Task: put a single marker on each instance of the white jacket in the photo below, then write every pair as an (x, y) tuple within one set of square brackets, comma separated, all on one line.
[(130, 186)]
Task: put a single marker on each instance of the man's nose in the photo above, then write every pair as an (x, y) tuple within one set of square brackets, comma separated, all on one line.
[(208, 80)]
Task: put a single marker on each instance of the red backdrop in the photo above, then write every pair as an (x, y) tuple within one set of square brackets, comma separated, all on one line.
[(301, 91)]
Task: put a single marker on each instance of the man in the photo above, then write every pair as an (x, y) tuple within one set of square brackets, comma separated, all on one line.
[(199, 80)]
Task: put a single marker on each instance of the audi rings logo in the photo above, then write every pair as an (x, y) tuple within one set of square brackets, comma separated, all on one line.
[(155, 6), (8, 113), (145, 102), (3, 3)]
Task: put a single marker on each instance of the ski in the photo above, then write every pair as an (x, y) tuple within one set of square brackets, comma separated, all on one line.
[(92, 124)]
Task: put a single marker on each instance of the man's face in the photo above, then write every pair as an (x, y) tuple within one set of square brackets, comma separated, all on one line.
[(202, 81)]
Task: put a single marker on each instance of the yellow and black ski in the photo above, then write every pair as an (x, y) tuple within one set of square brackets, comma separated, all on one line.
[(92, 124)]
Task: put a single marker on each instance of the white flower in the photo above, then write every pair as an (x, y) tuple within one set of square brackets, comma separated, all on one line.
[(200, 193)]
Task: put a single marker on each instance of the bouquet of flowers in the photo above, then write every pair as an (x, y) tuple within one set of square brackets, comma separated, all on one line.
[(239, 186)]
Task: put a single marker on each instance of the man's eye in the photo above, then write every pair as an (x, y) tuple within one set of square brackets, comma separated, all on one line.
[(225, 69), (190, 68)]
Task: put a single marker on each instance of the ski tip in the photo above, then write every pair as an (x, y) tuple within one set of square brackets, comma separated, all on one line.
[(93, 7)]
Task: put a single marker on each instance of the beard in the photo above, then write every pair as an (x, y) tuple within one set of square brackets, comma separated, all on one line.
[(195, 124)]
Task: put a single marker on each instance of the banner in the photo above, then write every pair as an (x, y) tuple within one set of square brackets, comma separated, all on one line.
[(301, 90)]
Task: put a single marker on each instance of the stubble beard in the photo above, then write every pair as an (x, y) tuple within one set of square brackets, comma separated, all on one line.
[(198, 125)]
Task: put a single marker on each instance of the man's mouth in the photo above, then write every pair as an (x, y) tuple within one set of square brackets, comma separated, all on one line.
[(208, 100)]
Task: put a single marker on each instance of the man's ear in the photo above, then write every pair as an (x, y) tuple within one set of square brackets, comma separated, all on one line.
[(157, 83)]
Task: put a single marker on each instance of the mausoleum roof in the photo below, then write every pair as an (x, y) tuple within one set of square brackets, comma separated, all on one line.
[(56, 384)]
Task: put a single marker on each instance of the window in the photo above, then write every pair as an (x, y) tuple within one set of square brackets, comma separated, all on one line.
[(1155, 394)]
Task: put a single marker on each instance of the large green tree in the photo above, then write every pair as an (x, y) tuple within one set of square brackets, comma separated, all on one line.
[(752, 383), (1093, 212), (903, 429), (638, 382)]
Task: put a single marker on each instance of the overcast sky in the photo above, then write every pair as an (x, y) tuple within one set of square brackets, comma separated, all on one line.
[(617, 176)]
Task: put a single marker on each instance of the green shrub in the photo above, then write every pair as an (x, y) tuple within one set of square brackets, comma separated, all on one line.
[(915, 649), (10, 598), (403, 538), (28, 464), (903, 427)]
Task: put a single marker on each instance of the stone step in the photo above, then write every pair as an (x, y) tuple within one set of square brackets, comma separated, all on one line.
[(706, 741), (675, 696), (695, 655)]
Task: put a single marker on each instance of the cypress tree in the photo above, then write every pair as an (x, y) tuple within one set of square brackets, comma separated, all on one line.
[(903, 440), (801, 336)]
__________
### CONSIGNE
Recopiez mot pour mot l'ensemble des enregistrements ci-dessus, sans rien y modifier.

### CORRIGÉ
Task: put a single marker on each instance of the white jacket in the photo below, then write every pair as an (x, y) tuple within one set of square brackets, comma separated, all on one line.
[(130, 186)]
Task: put a single marker on each instance of the man's nose in the photo above, then write every pair as an (x, y) tuple within one set of square brackets, comma separated, all on one line.
[(208, 80)]
Task: put a single marker on each instance of the red backdrop in the photo above, then write every pair as an (x, y) tuple within one set of square brackets, comma separated, all on one line.
[(301, 91)]
Task: put a single marker on each instance of the man in the photo above, then write every pair as an (x, y) tuple within one set of square brackets, comma separated, all on one line.
[(199, 80)]
Task: put a single marker on each instance of the audi rings logo in the photo above, then write every pair as an (x, y) tuple within one set of square brackets, comma separated, all on one line.
[(155, 6), (8, 113), (145, 102), (3, 3)]
Task: put a single marker on each instance of the ski in the photo above, then write every pair as an (x, y) tuple within one set of square brackets, comma separated, all on one line.
[(92, 124)]
Task: put a single marker on each instance of the man's face in the photo above, then write every pair as an (x, y) tuple within one set of square brackets, comma separated, all on one line.
[(202, 81)]
Task: put a single marker on each instance of the yellow and black ski in the photo above, then write every pair as an (x, y) tuple within one set of square brackets, comma separated, all on one line.
[(92, 124)]
Task: put a single marker on each instance of the white flower in the photo above, then write every pair as an (x, y) tuple within one set of square brackets, comma separated, all on one line.
[(200, 193)]
Task: put a single marker on each instance of the bouquet of flowers in the photo above, then write every pair as an (x, y) tuple within one set of square brackets, comma separated, all on one line.
[(239, 186)]
Task: put a single marker on each instance of the man's eye in the photo above, then write every pair as an (x, y) tuple within one set of square brackets, comma separated, all on one line.
[(225, 69), (190, 68)]
Task: put a single marker on each instance of the ski tip in the photo above, then write every pair as an (x, y) tuple within one set of square brackets, comma separated, all on one line.
[(93, 7)]
Task: put a single marker on each instance of the beard in the photo above, then write every pair as an (x, y) tuple within one set of square brackets, comma separated, all on one line.
[(195, 124)]
Task: put a single marker on each instance of the banner in the photo above, then write every pair as an (x, y) tuple within one set of square brackets, comma separated, all on one line.
[(301, 90)]
Task: put a single marker on each instance of the stubble beard in the photo above, then write every pair as an (x, y) tuple within one set of square brackets, comma separated, all on one line.
[(198, 125)]
Task: put a single marker on each instance of the man's mouth in the photo above, then write every pair as an (x, y) tuple within one set of square brackets, comma separated, all on one line.
[(208, 100)]
Task: put a single marker on each instance of the man's ear in the photo above, then write every pair as an (x, y) tuple within one set of square brackets, comma separated, all on one line.
[(157, 83)]
Task: put a single marker on each instance of the mausoleum roof in the photo below, then write every pair as an (x, y) tuple within one set of square brackets, comma separated, all on one line.
[(56, 384)]
Task: put a single marker on each instance of the window in the photo above, then write every pair as an (x, y) tuple within one set of square brackets, comma separated, all on one line.
[(1155, 394)]
Task: put a single marker on each instance of the large green tree in the photo above, then write every pair as an (x, y) tuple within one set of square brackets, comma separated, all on one line.
[(752, 383), (1093, 212), (903, 429), (638, 382)]
Task: put a single marker on each instance of the overcast sky in the photo above, then write every pair as an (x, y) tuple within one set of square brackets, comma separated, all on one line.
[(617, 176)]
Task: put a single marker on each instance of the green shrub in the photo above, then write every pair as an (x, y) tuple within one set of square brackets, comma separated, all on one line.
[(915, 649), (10, 598), (403, 538), (28, 464), (903, 427)]
Task: put a single marker on each instance of the stone step in the photo above, then write every pair as an (x, y) tuple within one set of square brackets, comma separated, all on one line.
[(706, 741), (675, 696), (695, 655)]
Task: put a single marker on each instance of the cypress tree in the photo above, then write every pair as an (x, y) tuple within one set of square brackets, comma separated, all on one line.
[(903, 440), (801, 336)]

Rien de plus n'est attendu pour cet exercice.